Data for processing:
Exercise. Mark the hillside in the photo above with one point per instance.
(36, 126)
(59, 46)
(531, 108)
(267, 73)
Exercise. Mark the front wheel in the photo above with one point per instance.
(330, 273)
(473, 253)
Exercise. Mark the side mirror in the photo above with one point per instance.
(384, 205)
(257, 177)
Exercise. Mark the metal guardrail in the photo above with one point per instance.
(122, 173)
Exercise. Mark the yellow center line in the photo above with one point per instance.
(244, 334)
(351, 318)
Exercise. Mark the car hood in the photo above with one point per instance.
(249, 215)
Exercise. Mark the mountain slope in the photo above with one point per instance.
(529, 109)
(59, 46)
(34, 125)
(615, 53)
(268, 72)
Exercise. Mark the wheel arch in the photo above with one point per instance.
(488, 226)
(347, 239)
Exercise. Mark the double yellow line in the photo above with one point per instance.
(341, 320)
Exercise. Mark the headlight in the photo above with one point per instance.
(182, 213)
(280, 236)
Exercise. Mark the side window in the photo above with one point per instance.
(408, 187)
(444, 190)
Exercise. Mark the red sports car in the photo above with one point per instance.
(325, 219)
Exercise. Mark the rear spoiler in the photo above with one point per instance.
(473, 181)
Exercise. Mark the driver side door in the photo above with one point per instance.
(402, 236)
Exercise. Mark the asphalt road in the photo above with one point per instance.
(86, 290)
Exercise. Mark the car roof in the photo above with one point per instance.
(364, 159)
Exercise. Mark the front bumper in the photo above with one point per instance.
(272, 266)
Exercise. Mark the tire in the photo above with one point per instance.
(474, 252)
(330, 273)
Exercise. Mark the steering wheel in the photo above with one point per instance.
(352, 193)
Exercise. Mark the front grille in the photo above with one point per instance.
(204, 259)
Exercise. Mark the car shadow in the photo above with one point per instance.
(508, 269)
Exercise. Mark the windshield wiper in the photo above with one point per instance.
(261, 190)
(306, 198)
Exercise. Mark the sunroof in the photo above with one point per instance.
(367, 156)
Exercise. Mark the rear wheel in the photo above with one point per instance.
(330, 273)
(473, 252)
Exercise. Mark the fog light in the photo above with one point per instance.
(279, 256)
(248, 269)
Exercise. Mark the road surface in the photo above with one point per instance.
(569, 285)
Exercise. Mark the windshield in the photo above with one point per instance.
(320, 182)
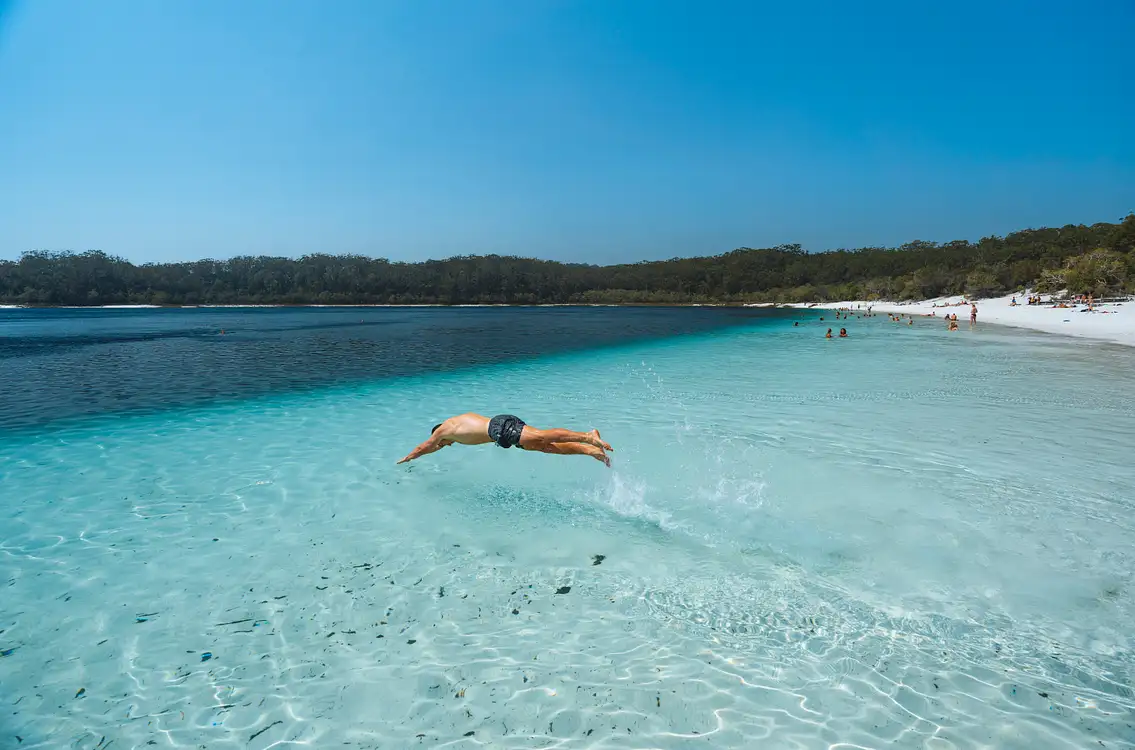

Objective:
Rewrite all the records above as a numbered list with one line per item, omitting blank lines and leaving out the pictures.

Full response:
1. Exercise. Mark the hillside in the photo above with one point per instance.
2. (36, 126)
3. (59, 46)
4. (531, 108)
5. (267, 73)
6. Exercise. Mark the front wheel in the photo above with one point per instance.
7. (330, 273)
8. (473, 253)
9. Exercise. Mark the side mirror in the photo above with one point per instance.
10. (384, 205)
11. (257, 177)
12. Exercise. Mark the metal guardrail in the photo above with one point per instance.
13. (122, 173)
14. Exercise. Mark the yellow center line in the photo above with one point per instance.
15. (244, 334)
16. (351, 318)
17. Exercise. Mark the car hood in the photo above with one point per instance.
18. (249, 215)
19. Exercise. Mark the mountain slope in the photo above with one point per instance.
20. (529, 109)
21. (59, 46)
22. (34, 125)
23. (615, 53)
24. (268, 72)
25. Exercise. Mark the wheel arch in the photo above with one point per instance.
26. (488, 226)
27. (347, 239)
28. Exercise. Mark the double yellow line in the photo above with one point per instance.
29. (341, 320)
30. Exercise. Mark the headlight in the photo above with one point per instance.
31. (182, 213)
32. (280, 236)
33. Exercise. Mark the side window in the photo above with one point per instance.
34. (408, 187)
35. (444, 190)
36. Exercise. Mark the red sports car in the photo above with one point per instance.
37. (325, 219)
38. Exercise. Mark the rear spoiler in the photo above with one point per instance.
39. (473, 181)
40. Exercise. Mark the driver side door in the photo above with one point per instance.
41. (402, 236)
42. Exercise. Mark the asphalt road in the photo above with one point per instance.
43. (86, 290)
44. Exercise. Mark the car roof in the photo above with one point per instance.
45. (364, 159)
46. Exercise. Mark the front bumper in the photo above with one point per instance.
47. (272, 266)
48. Exercise. Mark the tire in the photo above with one point per instance.
49. (474, 252)
50. (330, 273)
51. Exercise. Mark the steering wheel in the photo above with one point per instance.
52. (352, 193)
53. Exercise. Mark the front grille in the photo above with one point per instance.
54. (204, 259)
55. Exercise. Mark the car shadow in the photo above with one point per instance.
56. (508, 269)
57. Exercise. Mark the windshield wiper in the photo above with one point per instance.
58. (261, 190)
59. (306, 198)
60. Exercise. Mark the sunroof in the photo above with one point per instance.
61. (367, 156)
62. Exercise. Mark the rear wheel in the photo above with one point per instance.
63. (330, 273)
64. (473, 252)
65. Exercise. Mark the fog light in the photo above with one point per instance.
66. (279, 256)
67. (248, 269)
68. Exercise. Mark the road surface in the photo above with one point per instance.
69. (569, 285)
70. Exercise. Mark the windshield in the photo above with one point per instance.
71. (320, 182)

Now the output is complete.